Start of Exercise inputs
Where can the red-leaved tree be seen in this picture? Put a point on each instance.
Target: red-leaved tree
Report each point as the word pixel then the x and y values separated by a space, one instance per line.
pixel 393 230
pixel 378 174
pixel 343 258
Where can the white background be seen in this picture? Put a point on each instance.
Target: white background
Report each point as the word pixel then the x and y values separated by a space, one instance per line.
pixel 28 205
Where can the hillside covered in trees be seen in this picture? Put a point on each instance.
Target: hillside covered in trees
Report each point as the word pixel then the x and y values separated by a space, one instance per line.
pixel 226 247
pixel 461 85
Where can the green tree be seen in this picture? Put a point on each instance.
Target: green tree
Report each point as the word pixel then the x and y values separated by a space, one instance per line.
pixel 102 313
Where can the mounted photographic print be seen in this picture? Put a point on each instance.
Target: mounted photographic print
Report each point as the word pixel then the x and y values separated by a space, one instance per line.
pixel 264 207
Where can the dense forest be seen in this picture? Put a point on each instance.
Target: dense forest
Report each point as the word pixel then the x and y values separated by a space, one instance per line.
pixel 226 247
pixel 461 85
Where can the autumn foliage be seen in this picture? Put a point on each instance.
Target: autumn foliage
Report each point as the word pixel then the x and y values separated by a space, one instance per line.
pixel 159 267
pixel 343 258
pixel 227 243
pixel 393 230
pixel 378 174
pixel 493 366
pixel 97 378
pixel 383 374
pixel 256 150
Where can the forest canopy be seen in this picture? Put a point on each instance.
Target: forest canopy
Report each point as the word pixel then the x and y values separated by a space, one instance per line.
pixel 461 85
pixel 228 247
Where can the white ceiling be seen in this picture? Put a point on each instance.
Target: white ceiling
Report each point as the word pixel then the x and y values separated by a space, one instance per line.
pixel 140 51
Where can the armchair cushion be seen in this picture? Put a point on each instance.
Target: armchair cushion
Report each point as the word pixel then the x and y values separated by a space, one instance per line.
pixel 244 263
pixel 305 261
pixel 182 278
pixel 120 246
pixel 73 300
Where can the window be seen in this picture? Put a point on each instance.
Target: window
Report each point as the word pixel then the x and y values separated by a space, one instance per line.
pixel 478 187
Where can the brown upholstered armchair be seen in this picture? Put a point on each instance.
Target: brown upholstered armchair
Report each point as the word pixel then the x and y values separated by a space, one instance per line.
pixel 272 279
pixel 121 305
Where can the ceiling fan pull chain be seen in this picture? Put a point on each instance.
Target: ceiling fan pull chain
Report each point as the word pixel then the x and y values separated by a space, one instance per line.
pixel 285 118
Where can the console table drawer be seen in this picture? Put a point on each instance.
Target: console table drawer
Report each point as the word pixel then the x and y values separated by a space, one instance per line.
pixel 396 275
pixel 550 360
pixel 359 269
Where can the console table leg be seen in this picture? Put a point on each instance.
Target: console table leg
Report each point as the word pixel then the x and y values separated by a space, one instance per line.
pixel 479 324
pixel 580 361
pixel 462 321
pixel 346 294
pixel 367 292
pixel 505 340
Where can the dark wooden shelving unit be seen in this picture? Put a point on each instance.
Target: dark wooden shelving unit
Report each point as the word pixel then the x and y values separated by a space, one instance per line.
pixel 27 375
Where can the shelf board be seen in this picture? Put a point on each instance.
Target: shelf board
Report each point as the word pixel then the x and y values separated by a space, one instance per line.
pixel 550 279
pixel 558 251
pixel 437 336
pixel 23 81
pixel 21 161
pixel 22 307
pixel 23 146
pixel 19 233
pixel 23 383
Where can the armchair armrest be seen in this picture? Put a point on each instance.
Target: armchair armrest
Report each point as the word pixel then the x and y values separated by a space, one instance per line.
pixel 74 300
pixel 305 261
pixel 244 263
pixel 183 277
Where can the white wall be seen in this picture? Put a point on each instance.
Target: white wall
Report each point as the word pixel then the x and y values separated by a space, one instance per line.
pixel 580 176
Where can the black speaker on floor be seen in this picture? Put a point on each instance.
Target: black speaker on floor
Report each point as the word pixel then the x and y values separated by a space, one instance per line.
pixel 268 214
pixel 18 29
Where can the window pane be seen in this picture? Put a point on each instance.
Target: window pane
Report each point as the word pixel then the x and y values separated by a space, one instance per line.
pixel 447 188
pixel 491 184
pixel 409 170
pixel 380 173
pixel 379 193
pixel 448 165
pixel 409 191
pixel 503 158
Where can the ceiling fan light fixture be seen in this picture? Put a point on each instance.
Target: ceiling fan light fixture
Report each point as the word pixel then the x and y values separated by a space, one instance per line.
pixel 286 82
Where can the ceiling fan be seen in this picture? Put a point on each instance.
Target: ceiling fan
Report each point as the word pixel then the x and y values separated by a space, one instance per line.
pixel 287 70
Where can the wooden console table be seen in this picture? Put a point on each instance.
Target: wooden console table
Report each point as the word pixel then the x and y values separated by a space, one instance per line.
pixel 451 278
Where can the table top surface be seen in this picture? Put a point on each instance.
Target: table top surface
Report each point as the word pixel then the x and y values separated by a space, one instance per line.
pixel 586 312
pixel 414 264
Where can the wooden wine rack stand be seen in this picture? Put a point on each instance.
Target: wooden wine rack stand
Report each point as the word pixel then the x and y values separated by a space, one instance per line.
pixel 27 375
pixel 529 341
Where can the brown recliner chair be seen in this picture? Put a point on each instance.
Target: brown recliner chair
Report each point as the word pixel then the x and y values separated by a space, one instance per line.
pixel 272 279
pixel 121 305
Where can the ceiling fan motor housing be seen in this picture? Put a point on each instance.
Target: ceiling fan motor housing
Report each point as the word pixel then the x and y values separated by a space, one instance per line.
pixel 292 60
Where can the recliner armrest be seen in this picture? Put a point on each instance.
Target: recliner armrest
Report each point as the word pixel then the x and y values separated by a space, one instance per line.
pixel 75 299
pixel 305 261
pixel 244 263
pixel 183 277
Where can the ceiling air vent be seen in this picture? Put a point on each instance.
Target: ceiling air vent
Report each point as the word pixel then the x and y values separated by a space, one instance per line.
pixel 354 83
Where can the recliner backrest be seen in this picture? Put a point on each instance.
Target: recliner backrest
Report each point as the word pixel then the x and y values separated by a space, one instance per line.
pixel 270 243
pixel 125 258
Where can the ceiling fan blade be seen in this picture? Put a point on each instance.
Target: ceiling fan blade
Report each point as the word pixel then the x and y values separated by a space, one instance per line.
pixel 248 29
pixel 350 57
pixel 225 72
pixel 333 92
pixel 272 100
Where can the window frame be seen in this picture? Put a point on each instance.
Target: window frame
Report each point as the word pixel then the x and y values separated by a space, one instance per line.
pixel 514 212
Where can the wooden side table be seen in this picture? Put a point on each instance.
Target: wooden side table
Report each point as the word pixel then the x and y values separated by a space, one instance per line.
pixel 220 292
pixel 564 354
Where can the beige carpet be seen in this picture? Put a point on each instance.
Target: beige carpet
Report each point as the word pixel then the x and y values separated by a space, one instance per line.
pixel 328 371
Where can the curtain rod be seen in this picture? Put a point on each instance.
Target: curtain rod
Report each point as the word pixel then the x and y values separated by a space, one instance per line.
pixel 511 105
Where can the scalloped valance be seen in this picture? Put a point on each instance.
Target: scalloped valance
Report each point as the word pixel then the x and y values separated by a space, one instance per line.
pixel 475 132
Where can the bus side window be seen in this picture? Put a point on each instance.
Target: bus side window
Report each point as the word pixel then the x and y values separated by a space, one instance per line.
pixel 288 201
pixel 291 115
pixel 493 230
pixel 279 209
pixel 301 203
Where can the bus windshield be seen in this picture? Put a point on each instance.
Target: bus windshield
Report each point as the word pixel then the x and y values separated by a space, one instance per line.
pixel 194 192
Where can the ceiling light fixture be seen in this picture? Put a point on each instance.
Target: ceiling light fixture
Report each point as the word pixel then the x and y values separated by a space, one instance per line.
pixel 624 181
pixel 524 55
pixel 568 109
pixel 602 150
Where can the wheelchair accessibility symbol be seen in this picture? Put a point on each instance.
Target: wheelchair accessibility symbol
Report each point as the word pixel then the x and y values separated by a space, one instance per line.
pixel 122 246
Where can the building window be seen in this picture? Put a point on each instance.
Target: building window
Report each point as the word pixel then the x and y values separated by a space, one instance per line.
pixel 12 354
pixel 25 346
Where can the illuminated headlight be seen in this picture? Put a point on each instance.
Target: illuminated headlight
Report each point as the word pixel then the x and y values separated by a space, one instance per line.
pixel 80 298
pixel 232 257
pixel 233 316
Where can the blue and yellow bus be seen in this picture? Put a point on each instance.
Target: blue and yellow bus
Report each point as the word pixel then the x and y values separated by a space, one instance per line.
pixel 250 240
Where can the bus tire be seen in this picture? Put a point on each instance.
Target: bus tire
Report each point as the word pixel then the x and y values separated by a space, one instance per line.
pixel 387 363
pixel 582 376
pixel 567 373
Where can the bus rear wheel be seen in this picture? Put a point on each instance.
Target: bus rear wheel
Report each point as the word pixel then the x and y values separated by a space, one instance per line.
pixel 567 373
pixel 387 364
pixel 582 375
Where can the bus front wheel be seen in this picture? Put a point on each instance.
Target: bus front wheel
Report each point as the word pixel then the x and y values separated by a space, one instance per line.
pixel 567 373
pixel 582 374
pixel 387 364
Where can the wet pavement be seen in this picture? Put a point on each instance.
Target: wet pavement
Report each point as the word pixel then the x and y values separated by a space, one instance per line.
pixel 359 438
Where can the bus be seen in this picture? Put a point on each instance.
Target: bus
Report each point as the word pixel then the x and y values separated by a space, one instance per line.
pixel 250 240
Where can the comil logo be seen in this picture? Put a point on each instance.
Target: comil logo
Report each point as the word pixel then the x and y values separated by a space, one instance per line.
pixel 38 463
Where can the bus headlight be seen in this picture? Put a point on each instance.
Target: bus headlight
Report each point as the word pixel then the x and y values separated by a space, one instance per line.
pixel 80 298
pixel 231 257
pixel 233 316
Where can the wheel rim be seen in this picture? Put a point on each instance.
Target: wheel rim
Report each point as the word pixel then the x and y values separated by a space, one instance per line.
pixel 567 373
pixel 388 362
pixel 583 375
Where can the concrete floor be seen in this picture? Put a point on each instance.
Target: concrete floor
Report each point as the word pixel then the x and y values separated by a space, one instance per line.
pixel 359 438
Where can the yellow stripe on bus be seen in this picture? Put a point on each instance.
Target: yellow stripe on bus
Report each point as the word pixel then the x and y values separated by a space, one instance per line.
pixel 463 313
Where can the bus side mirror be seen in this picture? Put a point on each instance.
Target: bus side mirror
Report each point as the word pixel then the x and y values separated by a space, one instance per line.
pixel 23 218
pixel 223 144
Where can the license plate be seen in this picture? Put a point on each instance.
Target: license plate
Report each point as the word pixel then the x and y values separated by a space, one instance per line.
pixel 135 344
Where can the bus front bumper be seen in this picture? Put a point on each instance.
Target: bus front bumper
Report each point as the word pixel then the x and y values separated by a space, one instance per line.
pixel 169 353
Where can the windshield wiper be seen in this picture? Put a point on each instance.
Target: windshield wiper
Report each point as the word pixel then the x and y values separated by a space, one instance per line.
End of Exercise inputs
— Problem —
Copy the part of the listing above that starts with the line containing "Where can the autumn" and ends with the line containing "pixel 285 118", including both of those lines. Reproduce every line without any change.

— Complete response —
Where can the autumn foliage be seen in this picture? Put a point on each instance.
Target: autumn foliage
Report each point as the word pixel then the x and y values separated by a space, one instance per line.
pixel 159 267
pixel 343 258
pixel 227 243
pixel 393 230
pixel 378 174
pixel 493 366
pixel 97 378
pixel 383 374
pixel 256 150
Where can the forest canopy be seen in this picture? Put a point on each instance.
Target: forest canopy
Report each point as the word pixel then the x and y values separated by a space, one instance per line.
pixel 461 85
pixel 228 247
Where can the white ceiling be seen in this picture? Put a point on each instance.
Target: white ceiling
Report each point as the word pixel then the x and y values separated by a space, one instance per line.
pixel 140 51
Where can the armchair cushion be seen in this picture? Put a point on each instance.
Target: armchair cushion
Report each point as the word pixel then the x and y values separated by a space, one instance per line.
pixel 244 263
pixel 305 261
pixel 182 278
pixel 120 246
pixel 73 300
Where can the window be seen in this picture? Put a point on each instance.
Target: window
Report each point as the word pixel then the x and y values separated by a space, one instance per line.
pixel 478 187
Where can the brown upholstered armchair be seen in this picture? Put a point on each instance.
Target: brown upholstered armchair
Report each point as the word pixel then the x and y values separated by a space, one instance per line.
pixel 272 279
pixel 121 305
Where can the ceiling fan pull chain be seen in this picture? Put a point on each instance.
Target: ceiling fan pull chain
Report each point as the word pixel then the x and y values separated by a space, one instance per line.
pixel 285 118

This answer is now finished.